Reading passage:
======

For tech-savvy testers like Upstarts, Abi’s skills can still come off somewhat stilted and basic. Jennifer Haroon is one of a few self-driving car veterans (she was previously an early employee of Waymo) who has recently joined Andromeda to build out its operations.
By virtue of already being in-market and learning from its interactions (customers decide whether they want to share training data back with Andromeda), Abi has a head start that will only continue, Haroon argues. “It’s easy to underestimate how difficult being an emotional companion robot is,” says Haroon, Andromeda’s COO.
The startup is working on a number of improvements to Abi, including the ability to better distinguish speakers in group settings, and generative physical responses that don’t require hard-coding, like its currently-scripted dance moves.
Eventually, Abi could learn how to respond to residents more intuitively, such as predicting from their responses versus a baseline that they’re having a bad day.
One balancing act will be how much Andromeda can and should ethically share back with facilities and families. Staff currently manage Abis from an internal app, and Andromeda is hands-on at first with new deployments, but the goal is for Abi to be semi-autonomous over time.
Should Abi alert staff if a resident says they’re not taking medication, or certain parts of their diet are bothering them? Particularly if language is a barrier, such tips could improve quality of care. But what about if a resident is upset, or troubled by interactions with a certain staffer? Who does Abi serve in that situation?
Andromeda decided not to work with a children’s hospital over privacy concerns; the startup says it will let conversations with homes help dictate where it can safely provide more insights or care.
The big picture
Andromeda’s long-term ambition is to offer a range of robots across specialized functions, although whether that looks like a bunch of versions of Abi or completely different form factors is premature to say.
Eurie Kim, a partner at Forerunner who led Andromeda’s most recent funding round, says her own family immediately took to Abi; she’s eager to see Andromeda expand to the home and into education. “I didn’t just underwrite an aged care robot,” she says. “That just happens to be the first place that we have the ability to show what we can do, and to make a really big difference in people’s lives.”
The startup could also license its software to other hardware providers to really lean into its “social intelligence” operating system and widen its reach, Kim notes. “There’s going to be millions of hardware versions and we don’t need to build them all. But we can definitely power the brains and the social layer of all that.”
First, Andromeda will need to figure out its manufacturing. Brown says a number of Abis are ready to go in the startup’s new San Francisco office, but Andromeda’s waitlist back in Australia already numbers hundreds of units, representing millions in future revenue.

======

[Point-per-instance localization data]
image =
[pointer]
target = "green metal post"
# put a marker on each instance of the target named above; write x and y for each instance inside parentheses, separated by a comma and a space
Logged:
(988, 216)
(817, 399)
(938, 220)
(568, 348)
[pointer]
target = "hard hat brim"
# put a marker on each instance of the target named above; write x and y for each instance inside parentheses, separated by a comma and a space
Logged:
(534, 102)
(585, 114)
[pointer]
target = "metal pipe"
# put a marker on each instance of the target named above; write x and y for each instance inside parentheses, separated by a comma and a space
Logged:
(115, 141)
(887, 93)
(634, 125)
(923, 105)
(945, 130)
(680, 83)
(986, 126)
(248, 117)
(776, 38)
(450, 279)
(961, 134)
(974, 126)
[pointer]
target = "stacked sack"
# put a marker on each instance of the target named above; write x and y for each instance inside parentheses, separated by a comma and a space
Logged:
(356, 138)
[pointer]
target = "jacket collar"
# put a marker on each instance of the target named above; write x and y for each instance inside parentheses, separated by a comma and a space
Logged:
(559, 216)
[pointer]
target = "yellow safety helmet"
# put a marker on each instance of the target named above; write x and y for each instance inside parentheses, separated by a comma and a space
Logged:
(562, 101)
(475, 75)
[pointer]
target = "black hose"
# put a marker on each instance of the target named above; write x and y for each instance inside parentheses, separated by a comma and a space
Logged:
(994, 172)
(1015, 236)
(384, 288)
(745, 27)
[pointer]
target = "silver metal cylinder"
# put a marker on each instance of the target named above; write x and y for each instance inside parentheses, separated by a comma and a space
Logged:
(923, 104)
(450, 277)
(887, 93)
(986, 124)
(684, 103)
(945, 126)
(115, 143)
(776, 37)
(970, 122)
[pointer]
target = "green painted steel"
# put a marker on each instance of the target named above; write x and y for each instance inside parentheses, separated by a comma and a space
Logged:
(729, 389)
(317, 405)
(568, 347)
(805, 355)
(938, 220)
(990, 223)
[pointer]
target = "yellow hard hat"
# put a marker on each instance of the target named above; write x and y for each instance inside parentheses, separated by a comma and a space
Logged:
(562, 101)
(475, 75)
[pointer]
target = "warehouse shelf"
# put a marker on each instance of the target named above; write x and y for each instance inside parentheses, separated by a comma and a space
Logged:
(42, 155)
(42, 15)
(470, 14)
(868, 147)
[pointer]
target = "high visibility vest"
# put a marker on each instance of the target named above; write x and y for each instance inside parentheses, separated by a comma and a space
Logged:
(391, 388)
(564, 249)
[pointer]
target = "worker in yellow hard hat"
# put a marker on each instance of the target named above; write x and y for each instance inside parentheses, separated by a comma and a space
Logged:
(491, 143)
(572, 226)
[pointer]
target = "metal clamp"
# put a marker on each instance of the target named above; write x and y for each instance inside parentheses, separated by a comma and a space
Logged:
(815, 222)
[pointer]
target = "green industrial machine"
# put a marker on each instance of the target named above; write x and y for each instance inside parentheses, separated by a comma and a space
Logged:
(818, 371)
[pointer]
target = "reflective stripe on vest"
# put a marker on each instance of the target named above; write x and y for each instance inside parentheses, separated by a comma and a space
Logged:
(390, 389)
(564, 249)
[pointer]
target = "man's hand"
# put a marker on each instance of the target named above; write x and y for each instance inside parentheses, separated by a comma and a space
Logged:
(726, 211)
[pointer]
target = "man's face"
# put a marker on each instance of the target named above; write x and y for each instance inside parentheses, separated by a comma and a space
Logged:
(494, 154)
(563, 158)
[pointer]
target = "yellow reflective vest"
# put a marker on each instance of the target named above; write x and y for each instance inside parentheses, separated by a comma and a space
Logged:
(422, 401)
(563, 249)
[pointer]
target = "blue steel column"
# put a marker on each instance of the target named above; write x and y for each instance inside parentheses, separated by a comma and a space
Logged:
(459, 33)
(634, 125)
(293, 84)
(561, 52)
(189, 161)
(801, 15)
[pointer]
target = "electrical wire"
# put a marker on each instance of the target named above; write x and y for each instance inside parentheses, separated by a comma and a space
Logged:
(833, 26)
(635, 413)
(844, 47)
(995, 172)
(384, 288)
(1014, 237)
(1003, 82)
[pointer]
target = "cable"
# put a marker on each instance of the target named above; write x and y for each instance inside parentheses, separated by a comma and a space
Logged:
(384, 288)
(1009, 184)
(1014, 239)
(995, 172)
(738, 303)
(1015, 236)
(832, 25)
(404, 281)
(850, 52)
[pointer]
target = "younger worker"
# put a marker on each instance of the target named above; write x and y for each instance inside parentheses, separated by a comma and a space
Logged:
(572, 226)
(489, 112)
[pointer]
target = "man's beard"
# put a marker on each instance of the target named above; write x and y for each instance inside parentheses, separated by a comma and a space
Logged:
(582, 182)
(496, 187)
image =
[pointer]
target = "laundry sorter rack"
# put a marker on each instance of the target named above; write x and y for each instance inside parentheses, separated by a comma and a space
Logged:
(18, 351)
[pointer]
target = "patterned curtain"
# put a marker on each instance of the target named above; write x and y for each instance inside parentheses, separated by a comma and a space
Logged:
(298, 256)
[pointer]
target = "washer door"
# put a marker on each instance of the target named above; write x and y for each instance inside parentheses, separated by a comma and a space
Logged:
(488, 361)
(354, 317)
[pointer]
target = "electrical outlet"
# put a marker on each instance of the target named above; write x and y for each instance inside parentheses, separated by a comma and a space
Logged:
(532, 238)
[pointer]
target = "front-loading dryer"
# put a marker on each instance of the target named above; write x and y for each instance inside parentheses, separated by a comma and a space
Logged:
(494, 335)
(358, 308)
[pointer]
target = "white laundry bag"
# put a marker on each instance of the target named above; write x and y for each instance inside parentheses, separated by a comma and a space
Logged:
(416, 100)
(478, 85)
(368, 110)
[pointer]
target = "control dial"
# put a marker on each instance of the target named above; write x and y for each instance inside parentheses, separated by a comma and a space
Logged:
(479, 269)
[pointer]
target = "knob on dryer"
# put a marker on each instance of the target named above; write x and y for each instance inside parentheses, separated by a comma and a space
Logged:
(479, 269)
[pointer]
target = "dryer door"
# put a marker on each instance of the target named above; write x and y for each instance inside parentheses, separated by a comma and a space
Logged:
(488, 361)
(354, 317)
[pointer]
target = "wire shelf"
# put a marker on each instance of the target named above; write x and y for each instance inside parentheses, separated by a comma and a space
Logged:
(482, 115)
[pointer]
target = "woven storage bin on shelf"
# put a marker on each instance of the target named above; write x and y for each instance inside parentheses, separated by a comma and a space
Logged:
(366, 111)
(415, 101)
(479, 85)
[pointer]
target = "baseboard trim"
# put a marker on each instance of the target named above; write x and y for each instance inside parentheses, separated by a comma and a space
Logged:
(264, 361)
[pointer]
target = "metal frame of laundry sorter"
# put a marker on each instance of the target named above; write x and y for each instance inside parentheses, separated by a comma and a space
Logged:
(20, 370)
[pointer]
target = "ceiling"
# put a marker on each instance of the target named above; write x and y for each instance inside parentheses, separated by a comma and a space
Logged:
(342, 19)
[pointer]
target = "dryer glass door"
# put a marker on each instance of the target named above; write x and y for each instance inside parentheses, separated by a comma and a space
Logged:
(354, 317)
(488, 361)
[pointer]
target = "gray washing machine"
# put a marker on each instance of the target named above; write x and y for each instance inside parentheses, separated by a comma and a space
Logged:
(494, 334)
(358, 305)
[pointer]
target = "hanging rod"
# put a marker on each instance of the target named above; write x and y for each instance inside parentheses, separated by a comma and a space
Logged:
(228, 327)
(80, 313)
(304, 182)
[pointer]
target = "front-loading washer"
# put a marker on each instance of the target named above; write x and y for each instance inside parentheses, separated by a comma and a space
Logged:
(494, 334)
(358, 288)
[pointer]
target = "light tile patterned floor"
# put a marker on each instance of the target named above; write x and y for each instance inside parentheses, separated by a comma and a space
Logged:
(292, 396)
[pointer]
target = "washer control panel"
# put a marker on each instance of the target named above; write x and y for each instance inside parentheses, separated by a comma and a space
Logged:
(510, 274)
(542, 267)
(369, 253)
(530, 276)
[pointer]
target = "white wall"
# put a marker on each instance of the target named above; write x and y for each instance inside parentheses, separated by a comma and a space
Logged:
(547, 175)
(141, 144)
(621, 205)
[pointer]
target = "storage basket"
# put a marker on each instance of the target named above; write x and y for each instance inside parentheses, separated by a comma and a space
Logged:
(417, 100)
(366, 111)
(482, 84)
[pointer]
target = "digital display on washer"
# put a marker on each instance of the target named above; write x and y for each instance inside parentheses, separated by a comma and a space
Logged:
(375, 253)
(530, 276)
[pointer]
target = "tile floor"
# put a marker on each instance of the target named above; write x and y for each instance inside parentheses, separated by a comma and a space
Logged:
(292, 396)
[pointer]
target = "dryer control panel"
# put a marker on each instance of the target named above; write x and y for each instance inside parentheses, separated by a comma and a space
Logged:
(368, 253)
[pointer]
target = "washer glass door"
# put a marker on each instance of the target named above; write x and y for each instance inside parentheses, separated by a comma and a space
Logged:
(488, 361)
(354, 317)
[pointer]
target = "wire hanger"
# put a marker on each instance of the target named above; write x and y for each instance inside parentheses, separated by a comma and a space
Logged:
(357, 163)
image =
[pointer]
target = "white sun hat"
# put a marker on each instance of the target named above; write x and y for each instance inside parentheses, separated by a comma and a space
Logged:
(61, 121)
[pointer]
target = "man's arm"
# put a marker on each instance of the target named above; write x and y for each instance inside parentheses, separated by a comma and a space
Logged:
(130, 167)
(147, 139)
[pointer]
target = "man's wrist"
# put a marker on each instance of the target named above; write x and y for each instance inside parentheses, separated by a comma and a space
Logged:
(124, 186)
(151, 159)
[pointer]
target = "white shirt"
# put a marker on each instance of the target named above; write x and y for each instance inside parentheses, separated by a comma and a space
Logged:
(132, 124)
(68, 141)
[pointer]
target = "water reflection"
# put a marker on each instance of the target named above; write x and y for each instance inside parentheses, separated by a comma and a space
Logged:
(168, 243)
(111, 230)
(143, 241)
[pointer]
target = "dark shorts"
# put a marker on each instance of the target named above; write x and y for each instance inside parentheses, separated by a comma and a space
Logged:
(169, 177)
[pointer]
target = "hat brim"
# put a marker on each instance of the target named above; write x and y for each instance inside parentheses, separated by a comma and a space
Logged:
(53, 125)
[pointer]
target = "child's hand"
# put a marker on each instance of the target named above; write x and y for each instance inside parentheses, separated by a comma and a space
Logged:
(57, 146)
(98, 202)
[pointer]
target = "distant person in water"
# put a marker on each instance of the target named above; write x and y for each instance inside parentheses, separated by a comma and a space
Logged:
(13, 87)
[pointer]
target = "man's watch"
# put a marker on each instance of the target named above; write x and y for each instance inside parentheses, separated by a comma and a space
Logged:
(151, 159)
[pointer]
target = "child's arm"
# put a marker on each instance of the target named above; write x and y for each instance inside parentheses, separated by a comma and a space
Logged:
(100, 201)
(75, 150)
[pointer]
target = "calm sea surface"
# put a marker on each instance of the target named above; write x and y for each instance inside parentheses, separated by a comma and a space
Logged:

======

Brief: Please copy the article about the Abi robot word for word, from "One balancing act" to "semi-autonomous over time.".

Response area:
One balancing act will be how much Andromeda can and should ethically share back with facilities and families. Staff currently manage Abis from an internal app, and Andromeda is hands-on at first with new deployments, but the goal is for Abi to be semi-autonomous over time.